• **Text shown**:
As most traders know, trading becomes a lot easier when positions can be opened semi-automatically based on a template trading setup. One of my favorites, especially regarding currency pairs such as EUR/USD, is a setup based on 61.8% Fibonacci retracement including extension. A retracement is a move in the opposite direction of the prior move. An extension is the length of the continuation of the prior move after a retracement is completed.

Please beware: the following chart analysis is obviously ‘behind-the-fact’, but it may offer an useful insight what price action might follow when certain key retracement levels are hit. Let’s take a look on the upward move starting July 21 (see figure 1). A strong move of more than 1.5 cent or 160 pips is followed by a significant retracement of exactly 100 pips. We can see that this is only 0.5pip more than a 61.8% retracement. 61.8% is a key number in the Fibonacci sequence and is regarded as the most important level in retracements. Looking at the larger swings in the chart, we can identify 3 strong 61.8% retracements (see numbers in chart). There’s another a 61.8% retracement which is briefly broken (see orange arrow), so we may count 4 times. Two other swings, the upward-move from July 24-27 and the down-move July 31 to august 5 show perfect 38.2% hits for a potential retrace (see blue arrows), but these hits are soon followed by a deeper retracement.

Fibonacci retracements click on image to enlarge

Now the big question is: how should we trade these 61.8% retracements? I don’t trade the retracement itself, since one has to call both top (start of retracement) and bottom (end of retracement). When prices are retracing, it is often difficult to tell how far the retracement goes. What’s more, you want to have a confirmation that prices are indeed moving the opposite direction. As a consequence, a large chunk of the opportunity is already over when a retracement is obvious enough to trade. So it’s safer to wait until retracement levels are hit and a continuation of the prior move is likely to start. Personally, I look for exact hits (+/- 2 pips) of the 61.8% retracement level, followed by a candle in the opposite (prior move) direction. Sometimes I take M5 candles, sometimes a couple of M1 candles to verify whether it’s a perfect hit or not and prices are moving the same direction as the prior move.

• **Material**:
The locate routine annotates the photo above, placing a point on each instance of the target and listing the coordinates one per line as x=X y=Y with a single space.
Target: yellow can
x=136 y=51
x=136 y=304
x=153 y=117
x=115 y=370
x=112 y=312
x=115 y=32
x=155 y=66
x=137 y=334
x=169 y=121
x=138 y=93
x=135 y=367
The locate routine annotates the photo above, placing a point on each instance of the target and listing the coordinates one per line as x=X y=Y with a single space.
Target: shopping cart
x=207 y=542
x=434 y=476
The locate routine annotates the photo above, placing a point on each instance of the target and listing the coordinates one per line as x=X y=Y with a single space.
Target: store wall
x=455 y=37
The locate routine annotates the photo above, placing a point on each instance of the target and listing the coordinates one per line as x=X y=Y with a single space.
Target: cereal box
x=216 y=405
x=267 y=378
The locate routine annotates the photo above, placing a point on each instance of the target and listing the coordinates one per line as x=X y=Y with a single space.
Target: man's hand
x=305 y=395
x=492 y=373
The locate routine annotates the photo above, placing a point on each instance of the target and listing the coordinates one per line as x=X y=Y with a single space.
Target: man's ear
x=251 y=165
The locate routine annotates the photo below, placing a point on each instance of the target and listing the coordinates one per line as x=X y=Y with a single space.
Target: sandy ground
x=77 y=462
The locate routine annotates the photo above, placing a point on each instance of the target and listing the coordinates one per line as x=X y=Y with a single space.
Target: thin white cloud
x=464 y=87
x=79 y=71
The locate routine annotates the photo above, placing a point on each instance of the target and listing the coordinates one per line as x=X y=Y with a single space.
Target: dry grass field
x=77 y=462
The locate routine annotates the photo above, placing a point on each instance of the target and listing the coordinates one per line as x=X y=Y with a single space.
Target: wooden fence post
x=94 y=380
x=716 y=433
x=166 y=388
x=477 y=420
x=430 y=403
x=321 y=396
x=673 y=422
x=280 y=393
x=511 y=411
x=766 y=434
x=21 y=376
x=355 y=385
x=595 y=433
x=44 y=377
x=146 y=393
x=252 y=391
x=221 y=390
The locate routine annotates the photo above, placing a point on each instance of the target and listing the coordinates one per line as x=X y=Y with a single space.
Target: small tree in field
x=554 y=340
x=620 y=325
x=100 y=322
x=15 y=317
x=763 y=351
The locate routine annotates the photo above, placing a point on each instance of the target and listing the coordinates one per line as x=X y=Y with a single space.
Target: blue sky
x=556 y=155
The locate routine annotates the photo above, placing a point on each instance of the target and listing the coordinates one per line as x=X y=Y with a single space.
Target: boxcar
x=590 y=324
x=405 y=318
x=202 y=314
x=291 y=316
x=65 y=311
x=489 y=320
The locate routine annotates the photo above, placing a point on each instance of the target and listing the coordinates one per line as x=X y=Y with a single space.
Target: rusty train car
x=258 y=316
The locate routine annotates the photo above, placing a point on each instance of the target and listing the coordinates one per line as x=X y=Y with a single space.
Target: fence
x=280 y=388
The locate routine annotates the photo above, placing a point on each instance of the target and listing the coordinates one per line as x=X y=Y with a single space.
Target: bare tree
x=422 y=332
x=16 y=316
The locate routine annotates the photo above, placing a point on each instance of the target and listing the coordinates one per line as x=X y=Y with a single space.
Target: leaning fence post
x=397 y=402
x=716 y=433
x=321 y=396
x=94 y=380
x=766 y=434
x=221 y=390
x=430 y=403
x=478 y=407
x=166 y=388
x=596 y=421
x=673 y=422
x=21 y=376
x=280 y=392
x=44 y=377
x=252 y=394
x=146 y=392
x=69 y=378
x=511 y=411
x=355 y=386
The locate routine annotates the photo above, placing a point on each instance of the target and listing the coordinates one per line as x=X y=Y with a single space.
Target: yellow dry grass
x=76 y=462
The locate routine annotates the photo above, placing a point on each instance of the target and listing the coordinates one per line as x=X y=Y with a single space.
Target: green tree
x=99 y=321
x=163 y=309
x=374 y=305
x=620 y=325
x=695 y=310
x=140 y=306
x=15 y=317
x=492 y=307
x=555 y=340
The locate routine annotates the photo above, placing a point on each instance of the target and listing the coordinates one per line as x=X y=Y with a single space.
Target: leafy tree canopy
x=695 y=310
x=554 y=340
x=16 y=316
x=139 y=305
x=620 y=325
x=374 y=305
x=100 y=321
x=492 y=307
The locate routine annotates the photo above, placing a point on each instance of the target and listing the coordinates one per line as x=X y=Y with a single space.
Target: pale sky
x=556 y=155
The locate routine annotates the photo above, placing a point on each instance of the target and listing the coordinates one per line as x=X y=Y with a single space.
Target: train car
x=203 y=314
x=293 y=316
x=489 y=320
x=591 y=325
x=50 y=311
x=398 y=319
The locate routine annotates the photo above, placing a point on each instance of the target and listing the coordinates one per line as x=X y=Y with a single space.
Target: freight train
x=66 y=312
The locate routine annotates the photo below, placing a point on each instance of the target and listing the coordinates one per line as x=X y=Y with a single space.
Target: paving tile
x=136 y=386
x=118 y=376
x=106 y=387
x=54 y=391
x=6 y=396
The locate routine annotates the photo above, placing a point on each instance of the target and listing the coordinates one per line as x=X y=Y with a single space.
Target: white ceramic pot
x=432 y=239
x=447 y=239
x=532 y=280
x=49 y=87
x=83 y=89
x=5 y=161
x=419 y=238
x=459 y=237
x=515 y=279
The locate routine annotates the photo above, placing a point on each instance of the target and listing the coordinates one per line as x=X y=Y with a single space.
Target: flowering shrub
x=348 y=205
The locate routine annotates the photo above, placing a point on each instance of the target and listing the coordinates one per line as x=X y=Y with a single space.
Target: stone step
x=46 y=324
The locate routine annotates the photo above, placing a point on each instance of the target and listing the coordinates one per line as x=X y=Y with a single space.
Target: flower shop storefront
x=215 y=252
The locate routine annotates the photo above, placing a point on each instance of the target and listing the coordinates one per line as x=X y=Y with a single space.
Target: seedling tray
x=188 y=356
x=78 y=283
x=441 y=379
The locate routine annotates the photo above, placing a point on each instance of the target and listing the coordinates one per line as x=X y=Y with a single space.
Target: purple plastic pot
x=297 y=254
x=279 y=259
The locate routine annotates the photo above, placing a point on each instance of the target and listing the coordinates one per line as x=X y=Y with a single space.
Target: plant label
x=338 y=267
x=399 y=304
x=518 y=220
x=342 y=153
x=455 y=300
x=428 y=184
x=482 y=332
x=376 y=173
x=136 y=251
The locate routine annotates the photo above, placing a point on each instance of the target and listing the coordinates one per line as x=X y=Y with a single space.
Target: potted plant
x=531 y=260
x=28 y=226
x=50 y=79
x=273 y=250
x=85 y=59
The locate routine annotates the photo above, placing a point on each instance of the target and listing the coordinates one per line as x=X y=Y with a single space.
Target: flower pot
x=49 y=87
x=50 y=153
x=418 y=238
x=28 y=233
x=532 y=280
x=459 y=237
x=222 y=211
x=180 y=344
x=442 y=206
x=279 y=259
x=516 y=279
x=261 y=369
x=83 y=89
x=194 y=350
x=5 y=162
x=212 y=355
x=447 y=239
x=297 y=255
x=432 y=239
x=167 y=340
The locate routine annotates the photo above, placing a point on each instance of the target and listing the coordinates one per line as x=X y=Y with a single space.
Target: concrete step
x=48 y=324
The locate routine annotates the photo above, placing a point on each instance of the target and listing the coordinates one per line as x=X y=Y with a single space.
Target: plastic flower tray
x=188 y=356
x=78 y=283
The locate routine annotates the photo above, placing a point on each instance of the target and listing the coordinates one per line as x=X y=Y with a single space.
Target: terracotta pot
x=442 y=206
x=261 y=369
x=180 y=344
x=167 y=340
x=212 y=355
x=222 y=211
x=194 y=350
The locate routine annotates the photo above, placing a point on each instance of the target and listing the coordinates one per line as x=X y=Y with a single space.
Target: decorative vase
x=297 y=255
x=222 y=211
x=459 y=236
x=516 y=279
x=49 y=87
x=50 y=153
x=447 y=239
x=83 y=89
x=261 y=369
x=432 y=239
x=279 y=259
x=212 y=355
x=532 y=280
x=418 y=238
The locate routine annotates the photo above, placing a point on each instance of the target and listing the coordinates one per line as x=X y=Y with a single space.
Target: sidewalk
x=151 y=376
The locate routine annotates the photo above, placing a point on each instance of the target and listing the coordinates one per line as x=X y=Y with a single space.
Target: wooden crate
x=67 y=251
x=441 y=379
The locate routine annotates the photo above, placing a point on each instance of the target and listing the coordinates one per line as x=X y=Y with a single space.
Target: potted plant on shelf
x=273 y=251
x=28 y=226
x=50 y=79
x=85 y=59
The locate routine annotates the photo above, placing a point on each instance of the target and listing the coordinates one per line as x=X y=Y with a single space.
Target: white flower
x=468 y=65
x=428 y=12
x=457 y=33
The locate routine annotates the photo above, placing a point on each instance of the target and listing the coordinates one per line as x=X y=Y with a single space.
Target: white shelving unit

• **Work to complete**: Please list every quantity the Fibonacci trading text states in pips.

• **The response**:
- 160 pips
- 100 pips
- 0.5pip
- +/- 2 pips